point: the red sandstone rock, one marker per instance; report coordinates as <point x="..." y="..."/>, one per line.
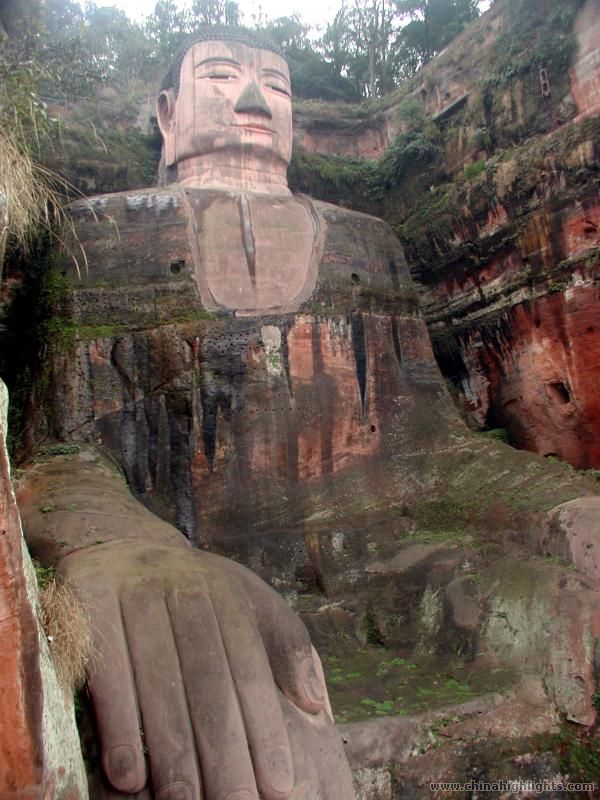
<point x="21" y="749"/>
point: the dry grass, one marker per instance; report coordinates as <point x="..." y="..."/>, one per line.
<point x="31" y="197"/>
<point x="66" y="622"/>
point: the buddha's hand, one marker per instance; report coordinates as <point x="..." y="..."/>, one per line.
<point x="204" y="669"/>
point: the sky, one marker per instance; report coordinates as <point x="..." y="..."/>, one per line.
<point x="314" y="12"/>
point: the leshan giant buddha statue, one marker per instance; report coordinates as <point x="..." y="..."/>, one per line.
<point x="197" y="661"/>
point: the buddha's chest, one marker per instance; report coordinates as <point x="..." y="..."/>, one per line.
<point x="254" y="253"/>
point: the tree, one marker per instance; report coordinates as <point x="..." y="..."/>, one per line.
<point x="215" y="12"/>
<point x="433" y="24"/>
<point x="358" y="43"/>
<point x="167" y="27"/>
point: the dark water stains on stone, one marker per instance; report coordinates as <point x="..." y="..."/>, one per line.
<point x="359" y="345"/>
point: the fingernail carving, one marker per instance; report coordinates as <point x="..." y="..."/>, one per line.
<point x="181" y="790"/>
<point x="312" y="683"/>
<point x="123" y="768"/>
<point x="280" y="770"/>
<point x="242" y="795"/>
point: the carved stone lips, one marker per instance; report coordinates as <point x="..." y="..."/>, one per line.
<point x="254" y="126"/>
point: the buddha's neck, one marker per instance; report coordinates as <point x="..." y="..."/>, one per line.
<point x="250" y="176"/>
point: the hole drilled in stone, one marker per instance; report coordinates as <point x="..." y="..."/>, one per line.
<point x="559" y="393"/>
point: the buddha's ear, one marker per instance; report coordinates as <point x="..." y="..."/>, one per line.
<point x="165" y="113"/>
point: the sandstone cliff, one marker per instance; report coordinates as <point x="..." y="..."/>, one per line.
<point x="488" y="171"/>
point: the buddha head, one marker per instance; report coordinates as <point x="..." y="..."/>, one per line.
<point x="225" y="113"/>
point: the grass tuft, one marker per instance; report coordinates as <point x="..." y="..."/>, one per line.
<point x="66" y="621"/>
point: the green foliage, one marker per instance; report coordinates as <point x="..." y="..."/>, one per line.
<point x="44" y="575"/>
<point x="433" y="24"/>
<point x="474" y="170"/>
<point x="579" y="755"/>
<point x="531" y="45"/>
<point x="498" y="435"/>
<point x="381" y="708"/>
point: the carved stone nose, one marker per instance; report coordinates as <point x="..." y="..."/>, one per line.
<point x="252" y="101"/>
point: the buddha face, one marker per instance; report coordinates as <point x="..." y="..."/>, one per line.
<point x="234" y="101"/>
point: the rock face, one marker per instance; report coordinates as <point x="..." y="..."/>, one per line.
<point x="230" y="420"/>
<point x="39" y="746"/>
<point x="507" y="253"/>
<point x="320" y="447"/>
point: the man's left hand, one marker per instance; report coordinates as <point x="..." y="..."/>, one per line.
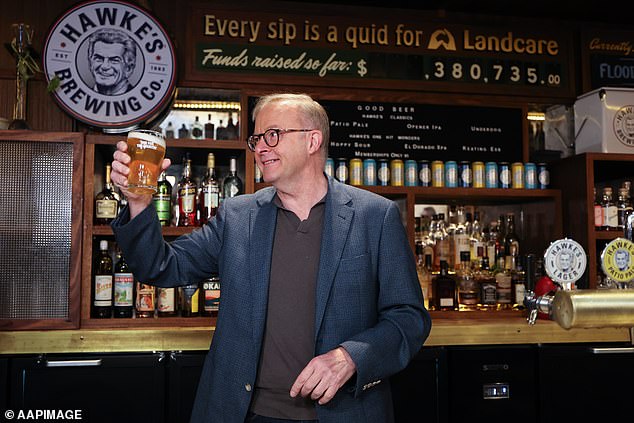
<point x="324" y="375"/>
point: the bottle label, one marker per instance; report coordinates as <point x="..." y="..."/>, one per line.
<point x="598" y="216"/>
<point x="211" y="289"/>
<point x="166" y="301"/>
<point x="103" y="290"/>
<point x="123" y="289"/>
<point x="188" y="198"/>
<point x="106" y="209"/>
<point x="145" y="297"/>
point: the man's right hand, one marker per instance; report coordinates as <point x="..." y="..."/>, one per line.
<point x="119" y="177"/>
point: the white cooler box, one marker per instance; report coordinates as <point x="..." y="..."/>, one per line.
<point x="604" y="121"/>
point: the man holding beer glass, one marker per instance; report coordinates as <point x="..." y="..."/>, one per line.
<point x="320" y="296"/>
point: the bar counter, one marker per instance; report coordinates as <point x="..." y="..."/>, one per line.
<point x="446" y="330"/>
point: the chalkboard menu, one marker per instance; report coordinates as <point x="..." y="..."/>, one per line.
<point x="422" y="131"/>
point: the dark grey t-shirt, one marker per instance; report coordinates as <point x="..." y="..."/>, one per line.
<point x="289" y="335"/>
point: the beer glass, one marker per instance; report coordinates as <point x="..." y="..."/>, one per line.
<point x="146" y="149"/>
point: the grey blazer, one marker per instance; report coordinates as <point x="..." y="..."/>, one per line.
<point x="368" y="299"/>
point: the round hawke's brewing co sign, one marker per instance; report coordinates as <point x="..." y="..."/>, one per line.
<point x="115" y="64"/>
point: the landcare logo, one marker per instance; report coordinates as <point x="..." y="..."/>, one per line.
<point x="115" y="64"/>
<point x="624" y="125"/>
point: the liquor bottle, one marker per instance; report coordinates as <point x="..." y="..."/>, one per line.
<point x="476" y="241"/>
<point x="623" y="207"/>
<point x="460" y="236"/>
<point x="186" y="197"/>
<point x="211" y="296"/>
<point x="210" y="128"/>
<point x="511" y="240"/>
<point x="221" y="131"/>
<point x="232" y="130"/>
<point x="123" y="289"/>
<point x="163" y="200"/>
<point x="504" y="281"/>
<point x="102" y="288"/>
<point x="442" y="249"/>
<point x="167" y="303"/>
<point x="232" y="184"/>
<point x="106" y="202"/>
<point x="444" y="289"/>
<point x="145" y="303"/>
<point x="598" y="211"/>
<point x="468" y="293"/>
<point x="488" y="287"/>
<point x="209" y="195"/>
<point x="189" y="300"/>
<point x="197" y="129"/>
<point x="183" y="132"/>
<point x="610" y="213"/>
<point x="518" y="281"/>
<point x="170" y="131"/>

* [What the task asks] The answer should match the data above word for word, with no pictures in it.

* [Answer below]
point: the red sandstone rock, one marker per instance; report coordinates as <point x="..." y="..."/>, one per line.
<point x="21" y="749"/>
point: the dry grass, one marker per instance; report coordinates as <point x="..." y="..."/>, one per line.
<point x="31" y="197"/>
<point x="66" y="622"/>
point: the buddha's hand, one marker per instance; report coordinates as <point x="..." y="..."/>, one per line.
<point x="204" y="669"/>
point: the sky, one marker per instance; report coordinates as <point x="..." y="..."/>, one per line.
<point x="314" y="12"/>
point: the leshan giant buddha statue, one marker per instance; report coordinates as <point x="..." y="..."/>, one per line.
<point x="197" y="661"/>
point: the buddha's chest, one marker per instance; report coordinates as <point x="..." y="..."/>, one per line.
<point x="254" y="253"/>
point: the tree, one marker per instance; report coordinates as <point x="..." y="..."/>, one per line.
<point x="215" y="12"/>
<point x="433" y="24"/>
<point x="358" y="43"/>
<point x="167" y="27"/>
point: the dark water stains on stone, one marker per instance; report coordinates as <point x="..." y="..."/>, one per line.
<point x="359" y="345"/>
point: the fingernail carving, one marker per instance; report coordinates as <point x="..." y="..."/>, one per line.
<point x="181" y="790"/>
<point x="312" y="683"/>
<point x="123" y="768"/>
<point x="280" y="770"/>
<point x="242" y="795"/>
point: the carved stone lips, one marker per instance; report coordinates as <point x="..." y="..."/>, one per line.
<point x="254" y="126"/>
point: the buddha's neck, one marker per instance; report coordinates as <point x="..." y="..."/>, one per line.
<point x="250" y="176"/>
point: the hole drilled in stone, one marker per instance; report coordinates as <point x="..." y="..."/>, one per line.
<point x="559" y="393"/>
point: the buddha's ear, one marker per instance; report coordinates as <point x="..." y="..."/>, one per line.
<point x="165" y="113"/>
point: the sandstone cliff, one marker per instance; report coordinates as <point x="..." y="..."/>, one per line.
<point x="488" y="171"/>
point: the buddha head, one marker per instance; report coordinates as <point x="..." y="..."/>, one per line.
<point x="225" y="113"/>
point: the grass tuft, one marker per instance; report coordinates as <point x="..." y="..."/>, one per line.
<point x="66" y="621"/>
point: the green foliage, one marker per instance; report coordinates as <point x="..." y="..."/>, one per line.
<point x="44" y="575"/>
<point x="433" y="24"/>
<point x="474" y="170"/>
<point x="579" y="755"/>
<point x="531" y="45"/>
<point x="498" y="435"/>
<point x="381" y="708"/>
point: the carved stone nose, one marker per instance; report coordinates as <point x="..." y="..."/>, one per line.
<point x="252" y="101"/>
point: the buddha face, one marker per instance; report coordinates as <point x="..." y="..."/>, one per line.
<point x="234" y="101"/>
point: the rock face, one marker per instance; report coordinates as <point x="..." y="..."/>, one per line.
<point x="230" y="420"/>
<point x="39" y="746"/>
<point x="507" y="253"/>
<point x="320" y="447"/>
point: the man's left hand, one marker per instance; report coordinates as <point x="..." y="..."/>, one per line.
<point x="324" y="375"/>
point: the bottle label, one marker per instance; report coordinates as <point x="..." y="..."/>, one per line.
<point x="598" y="216"/>
<point x="211" y="289"/>
<point x="166" y="301"/>
<point x="103" y="290"/>
<point x="123" y="289"/>
<point x="188" y="198"/>
<point x="106" y="209"/>
<point x="145" y="297"/>
point: the man's right hand, one marker per instance; report coordinates as <point x="..." y="..."/>, one per line.
<point x="119" y="177"/>
point: the white cooler box, one marker per instance; report coordinates as <point x="..." y="..."/>, one per line.
<point x="604" y="121"/>
point: the man holding beer glass, one marker per instance; report coordinates as <point x="..." y="..."/>, one per line.
<point x="320" y="296"/>
point: the bar counter, one marker per instance; report coordinates as <point x="..." y="..."/>, one per line.
<point x="446" y="330"/>
point: the chalkboard menu, one marker per instance; report coordinates as <point x="..." y="..."/>, one per line.
<point x="422" y="131"/>
point: the dark grey t-shirt, one marker per instance; report coordinates as <point x="..." y="..."/>, one per line.
<point x="289" y="335"/>
point: the beer glass, one marker per instance; report coordinates as <point x="..." y="..."/>, one per line.
<point x="146" y="149"/>
point: the grey blazer, one marker per instance; report coordinates as <point x="..." y="..."/>, one per line.
<point x="368" y="299"/>
point: the round hawke's brewing co sign, one marker per instance; report coordinates as <point x="..." y="..."/>, one per line.
<point x="115" y="64"/>
point: the landcare logo, one marker per instance; report coordinates as <point x="..." y="..."/>, one per line.
<point x="115" y="64"/>
<point x="624" y="125"/>
point: the liquor bottle, one marker per instance; report coordinates as <point x="..." y="..."/>, one per line.
<point x="476" y="241"/>
<point x="623" y="207"/>
<point x="460" y="236"/>
<point x="186" y="197"/>
<point x="211" y="296"/>
<point x="210" y="128"/>
<point x="511" y="240"/>
<point x="221" y="131"/>
<point x="232" y="130"/>
<point x="123" y="289"/>
<point x="163" y="200"/>
<point x="504" y="281"/>
<point x="102" y="288"/>
<point x="442" y="249"/>
<point x="167" y="303"/>
<point x="232" y="184"/>
<point x="106" y="202"/>
<point x="444" y="289"/>
<point x="145" y="303"/>
<point x="598" y="211"/>
<point x="468" y="293"/>
<point x="488" y="287"/>
<point x="209" y="195"/>
<point x="189" y="300"/>
<point x="197" y="129"/>
<point x="183" y="132"/>
<point x="610" y="213"/>
<point x="518" y="281"/>
<point x="170" y="131"/>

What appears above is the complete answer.